Bloating, for many, can be a right royal pain. Whether you bloat around your time of the month, because of eating certain foods, or as a physical response to stress, there can be a whole host of reasons as to why you're regularly feeling puffy.
Unexpected bloat occurring more frequently can make you feel seriously grumpy, frustrated, and low. That's because it can actually be really painful, and prevent you from enjoying your normal day-to-day activities. If you've ever tried wearing tight jeans or smashing a HIIT session while bloated, then you'll know what we mean.
So what is it that makes you bloat, and can things like dehydration actually cause bloating? To get the answer once and for all, we touched base with Dr. Ayesha Akbar, consultant gastroenterologist at St. Mark's Hospital and the St. Mark's Institute for Bowel Disease.
Here, she explains the many reasons you may sometimes look like you're sporting a five-months-pregnant belly come the end of the day.
Can dehydration cause bloat? Plus 9 other causes:
You asked, we answered. Short answer: yes, dehydration can cause bloating.
How? "Drinking lots of water can potentially reduce the likelihood of bloating because dehydration and electrolyte imbalances can halt digestion," explains Dr. Akbar. She goes on to explain that when your body attempts to counter-balance the effects of being dehydrated, it holds on to excess water. Cue: a big round belly.

**PROVIDED RECORDS**
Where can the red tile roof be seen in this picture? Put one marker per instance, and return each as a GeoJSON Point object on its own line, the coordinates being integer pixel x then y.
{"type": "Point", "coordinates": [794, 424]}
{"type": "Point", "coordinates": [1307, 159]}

...

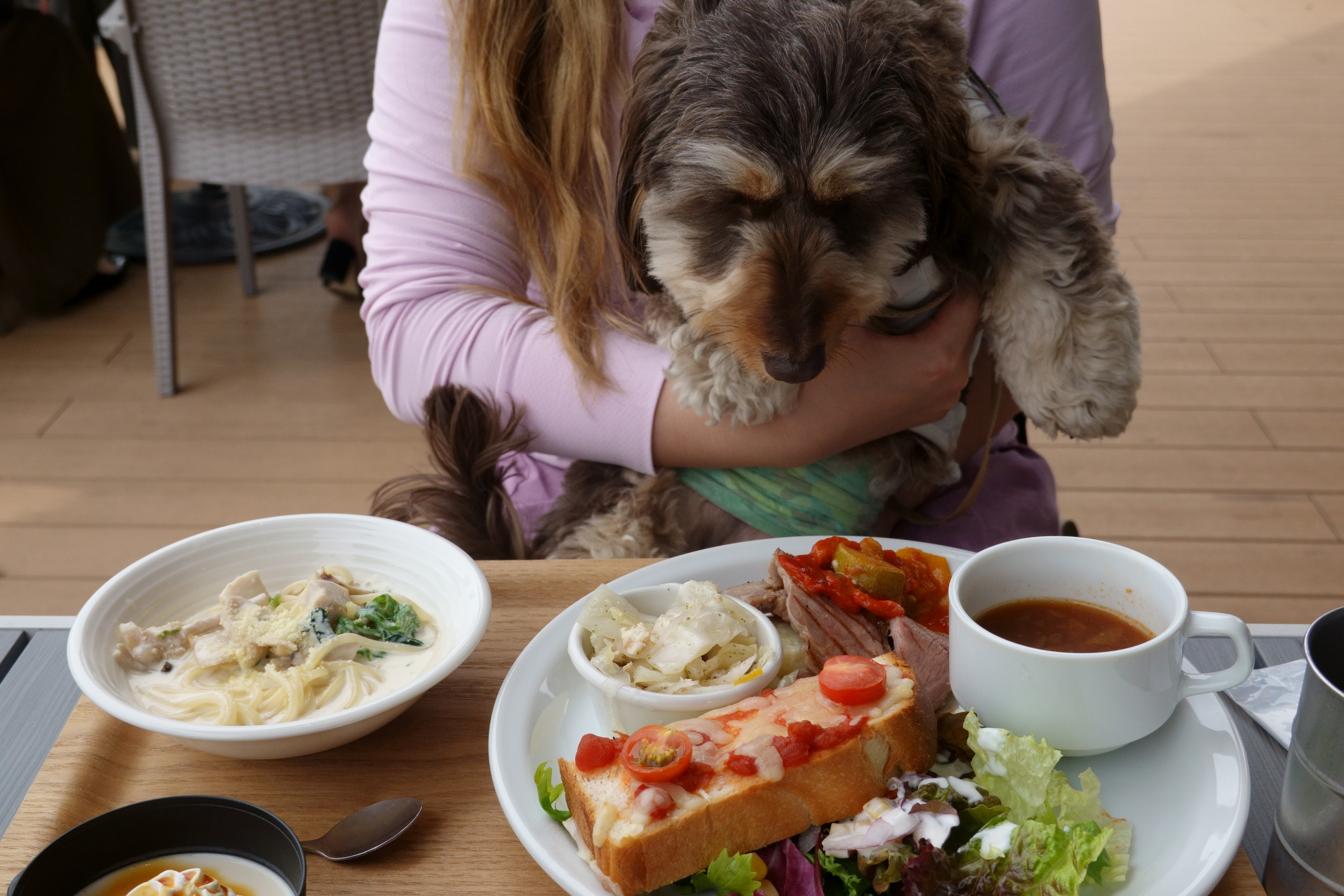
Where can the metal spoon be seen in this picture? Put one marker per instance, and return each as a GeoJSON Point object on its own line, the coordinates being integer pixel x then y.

--

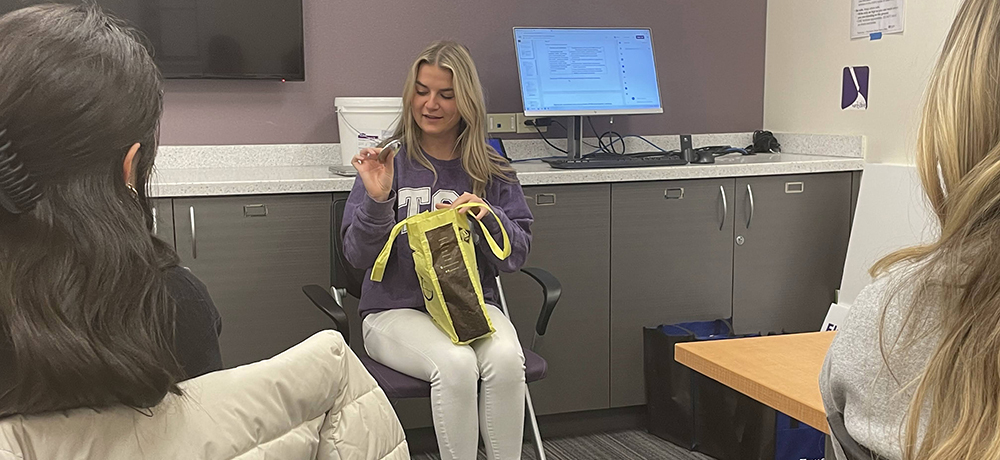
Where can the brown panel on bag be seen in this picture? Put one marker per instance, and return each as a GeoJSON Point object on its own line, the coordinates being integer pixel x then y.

**WHAT THIS EXERCISE ASKS**
a. Answer the following from the article on bloating:
(i) What positions does Dr. Ayesha Akbar hold?
(ii) Which two activities does the article name as hard to manage while bloated?
(iii) According to Dr. Akbar, what does the body do when it tries to counter-balance the effects of dehydration?
b. Continue the article on bloating from where it stops.

**RESULTS FOR EACH TASK**
a.
(i) She is a consultant gastroenterologist at St. Mark's Hospital and the St. Mark's Institute for Bowel Disease.
(ii) Wearing tight jeans and smashing a HIIT session.
(iii) It holds on to excess water.

b.
We're always told to drink our two liters daily but who knew it could ward off the bloat, too?
2. Lack of sleep
It turns out not getting enough kip at night doesn't just make us grumpy the next day, but it can play havoc with our digestive systems, too. "With lack of sleep, our bodies release a stress hormone called cortisol," says Dr. Akbar. "Cortisol can disturb our digestive system to cause things like bloating and constipation."
3. Hormonal changes
"Premenstrual syndrome (PMS) can lead to a bloated stomach, as it makes you prone to constipation and fluid retention," notes Dr. Akbar. But it can occur at any stage before, during, or after the menstrual cycle, and for some women, it doesn't have an effect at all.
"In the early days of a women's cycle, estrogen levels rise while the uterine lining thickens. This can lead to bloating, which can become stronger as ovulation occurs and more fluids and blood build up. Usually, the bloating goes away when the excess fluid and blood is shed when the woman has her period," explains Dr. Akbar.
4. Food allergies (or sensitivities)
Food allergies, sensitives, or intolerances can lead to bloating; the problem is, it's just so damn hard to detect which foods are causing the problem. But as a heads up, "the two most common forms of food that lead to bloating are dairy products and foods containing gluten," says Dr. Akbar.
"Even people who are not officially diagnosed as being 'gluten allergic' (coeliac disease) can often experience sensitivity to these foods and can experience constipation and bloating."
She also notes that other foods that frequently induce a bout of bloat are apples and avocados, so you might have to bump those down your list of favorite foods. Read up on which foods help reduce bloating, now.
"Constipation may be the most obvious reason as to why you have a bloated stomach," notes Dr. Akbar. "Constipation can lead to stool remaining in the intestines, therefore giving you a hard-feeling stomach, pain, discomfort, and gas."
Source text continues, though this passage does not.